■ AIM
Answer these from the Bedrock logging post, one per line:
1. Which CloudWatch log group gets every Bedrock model invocation in a region?
2. What is the `botName` field taken from?
3. Which monitoring system do the processed logs go into in the writer's own setup?

■ TEXT SECTION
🔥Solving AWS Bedrock's Enterprise Logging Problem: Adding Bot Context to Model Invocation Logs🔥
aka, who is using up all our AI tokens?
This blog series focuses on presenting complex DevOps projects as simple and approachable via plain language and lots of pictures. You can do it!
These articles are supported by readers, please consider subscribing to support me writing more of these articles <3 :)
Hey all! Today we’re tackling a problem that’s been driving me crazy since we started scaling our AWS Bedrock bot deployments across the enterprise. You’d think that when you have multiple AI bots running in production, AWS would give you some reasonable way to separate and monitor their activities. You’d be wrong.
Here’s the issue: every single AWS Bedrock model invocation in a region gets dumped into one massive CloudWatch log group. Doesn’t matter if you have five different bots serving different teams, or if Bot A is handling customer support while Bot B is doing internal documentation queries. Everything goes into `/aws/bedrock/modelinvocations` and good luck figuring out which log entry came from which bot.
This creates a monitoring nightmare. When someone asks “how much is our Slack bot costing us?” or “why did the support bot give a weird response yesterday?” you’re stuck grep-ing through thousands of log entries that all look identical. The raw Bedrock logs contain the model inputs and outputs, but zero context about which application made the call or who the actual user was.
After dealing with this mess for way too long, I finally built a solution that transforms these useless raw logs into something actually meaningful for enterprise monitoring. We’re talking about a Kinesis Firehose pipeline with a custom Lambda processor that parses the Bedrock JSON and adds the context that should have been there in the first place.
The enhancement adds four key fields that make all the difference: `botName` (extracted from the IAM role), `botOutput` (what the bot actually said to the user), `user` (who asked the question), and `query` (what they asked). Suddenly, instead of cryptic JSON blobs, you have logs that tell a story about real conversations happening in your enterprise.
This approach works for any AWS Bedrock deployment, but it’s especially valuable if you’re running multiple bots or need to track usage by team, project, or individual users. The processed logs flow into whatever monitoring system you’re already using - in our case, Splunk - where they become the foundation for dashboards, alerting, and cost attribution.
Let’s walk through how this whole system works and why it’s become essential for managing AI deployments at enterprise scale.

■ RAW DATA
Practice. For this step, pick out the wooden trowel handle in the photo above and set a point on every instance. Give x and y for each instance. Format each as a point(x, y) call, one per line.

■ OUTPUT
1. `/aws/bedrock/modelinvocations`
2. The IAM role
3. Splunk